What to do ▸ Write out every line starting at the one that contains "Output form: <point>99,17</point>" and ending at the one that contains "<point>106,185</point>", both included, with the requests kept. Add 61 to each coordinate in the answer points, and leave the numbers in the output-form lines unchanged.

Data shown ▸
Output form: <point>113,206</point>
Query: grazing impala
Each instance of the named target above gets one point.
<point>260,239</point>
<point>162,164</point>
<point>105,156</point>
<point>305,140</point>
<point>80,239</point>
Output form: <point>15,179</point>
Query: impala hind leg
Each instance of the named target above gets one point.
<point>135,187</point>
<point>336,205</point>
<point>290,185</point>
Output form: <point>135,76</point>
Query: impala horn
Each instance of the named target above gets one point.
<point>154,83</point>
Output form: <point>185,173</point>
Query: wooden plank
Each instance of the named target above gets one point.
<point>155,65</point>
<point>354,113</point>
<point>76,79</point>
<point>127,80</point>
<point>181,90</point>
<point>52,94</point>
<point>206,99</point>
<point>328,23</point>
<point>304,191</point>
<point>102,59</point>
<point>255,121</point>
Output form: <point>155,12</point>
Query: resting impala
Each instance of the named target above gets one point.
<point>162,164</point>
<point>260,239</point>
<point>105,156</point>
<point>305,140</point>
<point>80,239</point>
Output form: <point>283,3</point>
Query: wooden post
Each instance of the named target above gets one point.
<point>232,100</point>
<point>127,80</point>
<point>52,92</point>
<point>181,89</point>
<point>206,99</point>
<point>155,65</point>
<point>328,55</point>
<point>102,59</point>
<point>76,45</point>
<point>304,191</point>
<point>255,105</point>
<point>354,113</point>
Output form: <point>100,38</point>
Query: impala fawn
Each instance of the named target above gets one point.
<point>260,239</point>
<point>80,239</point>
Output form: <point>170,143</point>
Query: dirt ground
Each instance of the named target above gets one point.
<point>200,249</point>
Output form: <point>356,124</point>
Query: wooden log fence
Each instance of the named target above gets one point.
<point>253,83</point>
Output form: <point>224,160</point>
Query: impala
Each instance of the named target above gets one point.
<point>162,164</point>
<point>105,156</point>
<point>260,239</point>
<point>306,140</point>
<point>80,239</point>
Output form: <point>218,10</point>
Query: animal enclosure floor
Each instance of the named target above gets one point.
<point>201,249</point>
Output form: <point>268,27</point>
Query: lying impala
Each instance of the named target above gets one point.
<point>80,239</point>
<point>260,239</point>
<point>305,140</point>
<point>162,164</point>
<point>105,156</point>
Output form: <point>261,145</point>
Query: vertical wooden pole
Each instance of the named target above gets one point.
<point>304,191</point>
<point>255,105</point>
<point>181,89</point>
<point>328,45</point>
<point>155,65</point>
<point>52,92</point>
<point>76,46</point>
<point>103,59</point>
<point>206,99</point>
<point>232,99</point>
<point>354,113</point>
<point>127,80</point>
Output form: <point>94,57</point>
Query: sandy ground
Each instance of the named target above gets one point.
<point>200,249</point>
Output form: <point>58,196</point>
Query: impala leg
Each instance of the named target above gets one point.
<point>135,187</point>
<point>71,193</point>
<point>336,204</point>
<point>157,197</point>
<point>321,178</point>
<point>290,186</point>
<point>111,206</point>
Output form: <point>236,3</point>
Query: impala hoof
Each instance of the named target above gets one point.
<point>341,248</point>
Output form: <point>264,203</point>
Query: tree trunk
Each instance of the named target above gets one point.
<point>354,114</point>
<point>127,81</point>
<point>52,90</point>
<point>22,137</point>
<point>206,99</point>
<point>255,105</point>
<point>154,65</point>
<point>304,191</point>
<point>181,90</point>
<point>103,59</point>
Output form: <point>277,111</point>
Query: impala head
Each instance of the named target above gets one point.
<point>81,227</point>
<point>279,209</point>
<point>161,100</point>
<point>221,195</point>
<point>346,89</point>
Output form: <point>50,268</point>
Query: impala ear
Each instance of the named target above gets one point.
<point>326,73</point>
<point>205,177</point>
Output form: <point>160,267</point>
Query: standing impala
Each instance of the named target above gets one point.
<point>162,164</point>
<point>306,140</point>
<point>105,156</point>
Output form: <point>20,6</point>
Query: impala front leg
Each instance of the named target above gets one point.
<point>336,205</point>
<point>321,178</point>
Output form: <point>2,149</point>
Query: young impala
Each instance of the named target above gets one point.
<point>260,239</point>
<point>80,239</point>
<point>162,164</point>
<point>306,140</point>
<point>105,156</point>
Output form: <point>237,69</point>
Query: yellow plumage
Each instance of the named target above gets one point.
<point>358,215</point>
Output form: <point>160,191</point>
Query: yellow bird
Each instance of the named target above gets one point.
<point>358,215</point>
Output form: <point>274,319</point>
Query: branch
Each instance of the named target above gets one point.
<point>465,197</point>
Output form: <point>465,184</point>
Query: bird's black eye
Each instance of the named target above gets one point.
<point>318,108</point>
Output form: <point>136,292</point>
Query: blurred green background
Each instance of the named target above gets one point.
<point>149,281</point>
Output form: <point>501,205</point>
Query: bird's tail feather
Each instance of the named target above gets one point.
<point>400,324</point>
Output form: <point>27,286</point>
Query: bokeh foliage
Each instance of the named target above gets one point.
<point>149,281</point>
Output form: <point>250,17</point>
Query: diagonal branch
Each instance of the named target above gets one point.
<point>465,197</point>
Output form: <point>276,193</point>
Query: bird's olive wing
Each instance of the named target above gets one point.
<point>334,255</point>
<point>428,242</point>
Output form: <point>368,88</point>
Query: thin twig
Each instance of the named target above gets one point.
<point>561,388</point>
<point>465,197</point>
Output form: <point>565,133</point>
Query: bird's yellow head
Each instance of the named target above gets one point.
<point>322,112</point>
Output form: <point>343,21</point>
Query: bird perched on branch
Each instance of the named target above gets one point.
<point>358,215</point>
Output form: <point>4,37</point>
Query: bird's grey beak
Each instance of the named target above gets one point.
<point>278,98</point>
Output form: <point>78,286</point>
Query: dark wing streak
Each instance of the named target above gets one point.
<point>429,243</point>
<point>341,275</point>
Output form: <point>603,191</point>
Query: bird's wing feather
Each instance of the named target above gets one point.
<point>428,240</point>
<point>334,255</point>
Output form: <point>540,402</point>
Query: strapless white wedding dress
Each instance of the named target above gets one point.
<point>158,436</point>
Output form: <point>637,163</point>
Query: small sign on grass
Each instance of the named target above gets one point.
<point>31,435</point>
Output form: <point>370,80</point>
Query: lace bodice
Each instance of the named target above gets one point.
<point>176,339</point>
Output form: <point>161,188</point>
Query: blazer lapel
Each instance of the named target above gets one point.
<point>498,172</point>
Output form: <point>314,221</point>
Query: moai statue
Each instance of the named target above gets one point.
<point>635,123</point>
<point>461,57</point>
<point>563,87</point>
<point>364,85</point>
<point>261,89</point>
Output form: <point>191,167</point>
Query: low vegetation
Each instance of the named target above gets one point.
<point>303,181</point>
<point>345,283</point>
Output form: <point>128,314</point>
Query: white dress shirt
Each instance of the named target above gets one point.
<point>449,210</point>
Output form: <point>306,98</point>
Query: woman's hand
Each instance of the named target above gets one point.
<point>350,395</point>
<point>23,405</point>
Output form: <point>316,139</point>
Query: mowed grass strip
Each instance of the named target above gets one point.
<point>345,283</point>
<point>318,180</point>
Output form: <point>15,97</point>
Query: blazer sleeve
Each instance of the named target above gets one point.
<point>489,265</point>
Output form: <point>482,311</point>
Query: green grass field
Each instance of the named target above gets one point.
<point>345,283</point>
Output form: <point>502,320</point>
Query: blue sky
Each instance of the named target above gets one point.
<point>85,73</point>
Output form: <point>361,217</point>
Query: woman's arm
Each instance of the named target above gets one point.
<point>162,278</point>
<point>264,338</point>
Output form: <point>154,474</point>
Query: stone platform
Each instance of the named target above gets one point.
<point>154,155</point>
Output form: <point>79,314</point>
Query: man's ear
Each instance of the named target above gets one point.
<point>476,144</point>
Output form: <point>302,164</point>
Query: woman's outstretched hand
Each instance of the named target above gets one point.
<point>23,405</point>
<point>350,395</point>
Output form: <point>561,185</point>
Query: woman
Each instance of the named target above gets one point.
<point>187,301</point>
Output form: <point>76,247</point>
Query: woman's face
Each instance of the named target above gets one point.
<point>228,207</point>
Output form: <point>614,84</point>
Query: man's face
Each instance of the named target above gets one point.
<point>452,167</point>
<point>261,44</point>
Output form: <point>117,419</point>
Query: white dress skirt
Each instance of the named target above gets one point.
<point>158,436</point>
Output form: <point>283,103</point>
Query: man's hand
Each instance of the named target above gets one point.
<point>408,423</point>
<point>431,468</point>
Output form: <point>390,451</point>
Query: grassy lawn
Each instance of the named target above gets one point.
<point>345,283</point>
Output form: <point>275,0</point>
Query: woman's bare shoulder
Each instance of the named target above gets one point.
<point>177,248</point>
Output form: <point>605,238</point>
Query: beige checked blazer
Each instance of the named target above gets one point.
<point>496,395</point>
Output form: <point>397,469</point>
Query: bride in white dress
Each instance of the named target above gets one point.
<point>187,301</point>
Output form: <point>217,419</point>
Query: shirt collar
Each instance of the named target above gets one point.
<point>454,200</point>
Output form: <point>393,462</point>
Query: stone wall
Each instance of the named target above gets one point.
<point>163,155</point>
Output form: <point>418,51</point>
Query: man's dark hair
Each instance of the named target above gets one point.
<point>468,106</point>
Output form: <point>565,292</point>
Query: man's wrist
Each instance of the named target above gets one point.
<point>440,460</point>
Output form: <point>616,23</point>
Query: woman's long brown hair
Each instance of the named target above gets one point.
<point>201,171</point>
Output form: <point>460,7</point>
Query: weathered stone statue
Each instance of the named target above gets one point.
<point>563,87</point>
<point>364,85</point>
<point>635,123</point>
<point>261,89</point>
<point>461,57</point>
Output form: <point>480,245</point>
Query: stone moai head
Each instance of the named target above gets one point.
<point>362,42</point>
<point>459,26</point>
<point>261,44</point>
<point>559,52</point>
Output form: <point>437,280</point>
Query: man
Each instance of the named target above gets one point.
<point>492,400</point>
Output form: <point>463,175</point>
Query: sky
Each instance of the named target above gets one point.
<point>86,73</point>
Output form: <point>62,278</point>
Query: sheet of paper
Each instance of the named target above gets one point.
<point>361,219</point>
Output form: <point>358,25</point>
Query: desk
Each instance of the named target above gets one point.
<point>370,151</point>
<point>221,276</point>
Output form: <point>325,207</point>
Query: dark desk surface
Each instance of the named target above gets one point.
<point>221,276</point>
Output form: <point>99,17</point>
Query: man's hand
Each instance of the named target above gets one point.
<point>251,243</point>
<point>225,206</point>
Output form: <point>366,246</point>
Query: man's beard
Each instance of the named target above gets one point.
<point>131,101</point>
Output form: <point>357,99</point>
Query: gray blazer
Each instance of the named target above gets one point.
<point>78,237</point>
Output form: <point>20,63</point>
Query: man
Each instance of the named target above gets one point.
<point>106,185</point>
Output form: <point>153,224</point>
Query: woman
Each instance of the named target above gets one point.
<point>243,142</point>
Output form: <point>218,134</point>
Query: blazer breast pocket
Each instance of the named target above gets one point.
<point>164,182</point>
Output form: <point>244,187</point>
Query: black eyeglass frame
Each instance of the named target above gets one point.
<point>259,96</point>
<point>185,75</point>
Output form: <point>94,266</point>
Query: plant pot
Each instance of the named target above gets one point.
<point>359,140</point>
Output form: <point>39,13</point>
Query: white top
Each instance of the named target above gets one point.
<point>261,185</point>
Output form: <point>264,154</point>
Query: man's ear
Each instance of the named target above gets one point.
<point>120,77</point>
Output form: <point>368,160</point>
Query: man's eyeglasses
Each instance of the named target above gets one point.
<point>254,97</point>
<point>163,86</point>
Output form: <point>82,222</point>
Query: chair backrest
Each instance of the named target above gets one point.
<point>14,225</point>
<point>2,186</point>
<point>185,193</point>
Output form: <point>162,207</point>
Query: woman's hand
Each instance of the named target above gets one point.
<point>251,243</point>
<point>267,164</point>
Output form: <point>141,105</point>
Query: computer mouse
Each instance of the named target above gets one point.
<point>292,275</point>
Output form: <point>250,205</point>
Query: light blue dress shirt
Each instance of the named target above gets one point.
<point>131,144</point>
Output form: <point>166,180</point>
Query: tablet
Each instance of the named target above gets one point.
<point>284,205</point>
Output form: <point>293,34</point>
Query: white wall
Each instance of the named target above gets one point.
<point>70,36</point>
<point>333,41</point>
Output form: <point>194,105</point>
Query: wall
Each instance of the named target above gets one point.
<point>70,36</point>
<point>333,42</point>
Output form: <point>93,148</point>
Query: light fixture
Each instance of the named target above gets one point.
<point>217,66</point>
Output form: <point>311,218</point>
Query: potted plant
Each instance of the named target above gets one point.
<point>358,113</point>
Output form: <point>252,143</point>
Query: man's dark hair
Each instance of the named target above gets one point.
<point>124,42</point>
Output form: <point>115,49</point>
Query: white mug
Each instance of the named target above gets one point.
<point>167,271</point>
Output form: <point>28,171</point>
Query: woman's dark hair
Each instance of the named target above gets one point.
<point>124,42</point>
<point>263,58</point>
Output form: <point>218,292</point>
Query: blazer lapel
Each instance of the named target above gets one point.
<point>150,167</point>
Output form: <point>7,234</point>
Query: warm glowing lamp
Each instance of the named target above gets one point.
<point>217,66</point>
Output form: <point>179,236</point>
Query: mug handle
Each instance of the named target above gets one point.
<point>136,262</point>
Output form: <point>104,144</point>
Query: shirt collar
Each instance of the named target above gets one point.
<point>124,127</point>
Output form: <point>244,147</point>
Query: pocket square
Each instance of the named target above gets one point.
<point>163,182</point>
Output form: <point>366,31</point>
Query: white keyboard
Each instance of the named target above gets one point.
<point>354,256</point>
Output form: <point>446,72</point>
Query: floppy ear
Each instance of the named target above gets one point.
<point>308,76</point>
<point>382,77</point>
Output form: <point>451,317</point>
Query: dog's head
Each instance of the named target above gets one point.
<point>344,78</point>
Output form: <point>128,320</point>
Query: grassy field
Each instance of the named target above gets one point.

Result of the task ▸
Output form: <point>99,17</point>
Query: man's hand
Each instance of the named target above gets one point.
<point>312,304</point>
<point>286,267</point>
Output form: <point>366,246</point>
Query: man's beard
Each instance of the named target above gets one point.
<point>192,162</point>
Output form: <point>357,99</point>
Query: gray blazer
Each instance of the named target above gets one point.
<point>139,298</point>
Output form: <point>20,63</point>
Query: man
Each instance of the named target above gets one point.
<point>167,246</point>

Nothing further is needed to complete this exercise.